(SET TASK 1) List the smaller towns that the text about Hartbeespoort names as grouped around the Hartbeespoort Dam.
(SET TASK 2) In the rows, rewrite the lines as a numbered list, starting at the line containing "Annotate the light" and ending at the line containing "column 1335, row 745", and leave out any blank lines.

─── TEXT

Hartbeespoort, informally known as "Harties", is a small resort town in the North West Province of South Africa, situated on slopes of the Magaliesberg mountain and the banks of the Hartbeespoort Dam. The name of the town means "gateway of the hartbees" (a species of antelope) in Afrikaans. Schoemansville, named after General Hendrik Schoeman, a Boer General in the Anglo-Boer War, who owned the farm that the Hartbeespoort Dam was built on, is the oldest neighbourhood of Hartbeespoort.

Hartbeespoort is the collective name of a few smaller towns situated around the Hartbeespoort Dam, including the towns of Meerhof, Ifafi, Melodie, Schoemansville and Kosmos.

The town consists of holiday homes and permanent residences around the dam as it is popular with visitors from nearby Gauteng Province. It is home to the Om Die Dam () ultra marathon of 50 km, which takes place annually in the first half of the year.

Some of the main tourist attractions in or around the town are:
 The Hartbeespoort Dam wall and tunnel
 The Hartbeespoort Dam Snake Park
 The Hartbeespoort Dam Aquarium
 Hartbeespoort Aerial Cableway (the longest monocableway in Africa)
 Transvaal Yacht Club
 Oberon Leisure Resort
 Welwitchia Country Market
 The Elephant Sanctuary Hartbeespoort Dam
 Bushbabies Monkey Sanctuary
 Lion and Safari Park reserve
 Harties horse trail safaris
 Chameleon Village 
 
Van Gaalens Cheese Farm produces cheese. They give tours. Van Gaalens is famous for its mountain bike trails and has held the Nissan Mountain Bike series. More recently it has also hosted some stages of the Warrior Races.

Greenleaves is a wedding venue that has a coffee shop and a hairdresser. Greenleaves holds the annual HAWS (Hartbeespoort Animal Welfare Society) ball in November.

──────
─── WORKING DATA

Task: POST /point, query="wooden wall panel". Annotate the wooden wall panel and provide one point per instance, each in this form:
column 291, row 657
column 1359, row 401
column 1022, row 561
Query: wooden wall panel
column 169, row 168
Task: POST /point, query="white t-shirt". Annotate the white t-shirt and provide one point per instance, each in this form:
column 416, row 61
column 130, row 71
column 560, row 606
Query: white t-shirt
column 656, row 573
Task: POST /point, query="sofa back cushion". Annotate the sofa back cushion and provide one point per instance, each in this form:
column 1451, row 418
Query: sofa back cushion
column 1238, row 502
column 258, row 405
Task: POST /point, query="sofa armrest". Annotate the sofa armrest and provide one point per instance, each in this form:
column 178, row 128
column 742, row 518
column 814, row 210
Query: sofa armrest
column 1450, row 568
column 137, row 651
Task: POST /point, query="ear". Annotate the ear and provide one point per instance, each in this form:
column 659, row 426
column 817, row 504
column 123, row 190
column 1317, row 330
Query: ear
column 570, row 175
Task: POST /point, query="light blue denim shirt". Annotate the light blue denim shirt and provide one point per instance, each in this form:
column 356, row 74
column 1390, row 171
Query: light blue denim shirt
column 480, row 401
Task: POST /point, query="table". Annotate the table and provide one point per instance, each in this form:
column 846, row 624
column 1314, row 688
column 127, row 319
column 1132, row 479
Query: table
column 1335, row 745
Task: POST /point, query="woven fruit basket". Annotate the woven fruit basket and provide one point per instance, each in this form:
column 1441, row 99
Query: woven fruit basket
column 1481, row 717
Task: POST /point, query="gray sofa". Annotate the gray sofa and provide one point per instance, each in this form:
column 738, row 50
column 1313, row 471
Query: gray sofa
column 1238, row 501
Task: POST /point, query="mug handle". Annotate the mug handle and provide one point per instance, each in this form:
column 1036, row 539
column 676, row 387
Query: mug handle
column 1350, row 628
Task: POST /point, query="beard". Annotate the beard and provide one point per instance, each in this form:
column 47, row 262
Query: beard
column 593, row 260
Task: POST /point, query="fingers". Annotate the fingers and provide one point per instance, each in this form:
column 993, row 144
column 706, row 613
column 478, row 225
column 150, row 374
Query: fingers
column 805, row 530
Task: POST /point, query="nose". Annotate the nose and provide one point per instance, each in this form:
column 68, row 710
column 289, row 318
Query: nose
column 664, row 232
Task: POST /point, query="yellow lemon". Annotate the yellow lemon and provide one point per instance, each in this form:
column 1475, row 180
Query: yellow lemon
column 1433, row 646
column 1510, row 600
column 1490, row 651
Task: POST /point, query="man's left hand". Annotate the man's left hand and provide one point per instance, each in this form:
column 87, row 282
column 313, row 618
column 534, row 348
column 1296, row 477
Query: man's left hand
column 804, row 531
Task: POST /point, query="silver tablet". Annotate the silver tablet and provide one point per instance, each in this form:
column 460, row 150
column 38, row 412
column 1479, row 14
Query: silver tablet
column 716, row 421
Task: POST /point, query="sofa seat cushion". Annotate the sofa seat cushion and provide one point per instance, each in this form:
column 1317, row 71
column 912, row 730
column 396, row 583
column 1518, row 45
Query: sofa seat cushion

──────

(FINISHED ANSWER 1)
Meerhof
Ifafi
Melodie
Schoemansville
Kosmos

(FINISHED ANSWER 2)
1. Task: POST /point, query="light blue denim shirt". Annotate the light blue denim shirt and provide one point per instance, each in this form:
2. column 356, row 74
3. column 1390, row 171
4. Query: light blue denim shirt
5. column 480, row 401
6. Task: POST /point, query="table". Annotate the table and provide one point per instance, each in this form:
7. column 846, row 624
8. column 1314, row 688
9. column 127, row 319
10. column 1132, row 479
11. Query: table
12. column 1335, row 745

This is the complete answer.